== Task requirements ==
Return each line of the listing that contains the string "glaze".

== Dataset entries ==
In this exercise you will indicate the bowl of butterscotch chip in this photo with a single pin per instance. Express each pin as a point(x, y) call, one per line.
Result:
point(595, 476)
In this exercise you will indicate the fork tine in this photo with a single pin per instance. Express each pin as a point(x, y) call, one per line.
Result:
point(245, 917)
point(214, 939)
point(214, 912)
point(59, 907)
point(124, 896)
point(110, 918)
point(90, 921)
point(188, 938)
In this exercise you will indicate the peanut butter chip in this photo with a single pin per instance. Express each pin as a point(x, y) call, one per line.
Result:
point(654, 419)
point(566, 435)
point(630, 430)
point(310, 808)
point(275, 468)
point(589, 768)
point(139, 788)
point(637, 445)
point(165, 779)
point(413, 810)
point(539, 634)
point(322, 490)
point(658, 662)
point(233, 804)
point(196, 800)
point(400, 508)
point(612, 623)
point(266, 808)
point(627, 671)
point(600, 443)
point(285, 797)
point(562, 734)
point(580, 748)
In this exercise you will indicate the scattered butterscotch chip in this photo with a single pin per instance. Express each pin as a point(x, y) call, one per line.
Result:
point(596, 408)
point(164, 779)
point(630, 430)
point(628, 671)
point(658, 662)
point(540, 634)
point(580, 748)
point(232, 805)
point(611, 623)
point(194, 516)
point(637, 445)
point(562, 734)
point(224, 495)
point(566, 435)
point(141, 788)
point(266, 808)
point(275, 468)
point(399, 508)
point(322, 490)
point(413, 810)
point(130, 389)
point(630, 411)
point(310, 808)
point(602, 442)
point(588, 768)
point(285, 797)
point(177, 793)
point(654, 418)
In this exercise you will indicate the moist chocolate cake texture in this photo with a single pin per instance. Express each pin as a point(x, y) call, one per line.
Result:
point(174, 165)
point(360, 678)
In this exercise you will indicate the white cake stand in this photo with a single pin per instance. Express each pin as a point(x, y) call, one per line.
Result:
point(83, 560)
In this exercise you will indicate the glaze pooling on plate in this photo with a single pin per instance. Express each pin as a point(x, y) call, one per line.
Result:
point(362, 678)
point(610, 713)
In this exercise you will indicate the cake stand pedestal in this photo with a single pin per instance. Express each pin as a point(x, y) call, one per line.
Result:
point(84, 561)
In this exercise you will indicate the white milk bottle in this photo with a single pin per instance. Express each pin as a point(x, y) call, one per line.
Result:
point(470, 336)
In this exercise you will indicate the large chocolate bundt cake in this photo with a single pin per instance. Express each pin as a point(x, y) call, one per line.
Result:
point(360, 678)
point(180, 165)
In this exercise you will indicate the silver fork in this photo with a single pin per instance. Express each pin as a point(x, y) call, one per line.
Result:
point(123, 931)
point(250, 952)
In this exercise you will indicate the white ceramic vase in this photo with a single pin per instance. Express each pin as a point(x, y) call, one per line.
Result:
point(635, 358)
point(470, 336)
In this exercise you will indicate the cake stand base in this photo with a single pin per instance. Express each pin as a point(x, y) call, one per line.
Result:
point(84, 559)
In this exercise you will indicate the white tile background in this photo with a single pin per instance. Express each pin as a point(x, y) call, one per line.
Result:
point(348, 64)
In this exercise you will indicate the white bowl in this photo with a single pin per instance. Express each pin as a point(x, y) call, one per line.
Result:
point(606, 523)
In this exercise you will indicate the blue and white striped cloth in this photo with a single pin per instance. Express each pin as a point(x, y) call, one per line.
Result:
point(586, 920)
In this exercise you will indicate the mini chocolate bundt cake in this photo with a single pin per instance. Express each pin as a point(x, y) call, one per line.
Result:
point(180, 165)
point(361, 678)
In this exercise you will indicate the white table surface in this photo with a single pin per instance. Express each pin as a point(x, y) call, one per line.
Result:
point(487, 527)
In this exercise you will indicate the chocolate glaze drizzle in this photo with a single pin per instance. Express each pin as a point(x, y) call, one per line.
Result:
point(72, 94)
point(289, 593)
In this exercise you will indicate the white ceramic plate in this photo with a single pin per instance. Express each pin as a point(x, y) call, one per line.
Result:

== Result of the task ==
In this exercise you will indicate the glaze pooling on plate in this photo with a single pin per instance. Express each pin as a point(x, y) call, one per line.
In this exercise you will indicate the chocolate glaze drizzle in this photo with a single pin per instance. Express each pin as a point(x, y) call, one per line.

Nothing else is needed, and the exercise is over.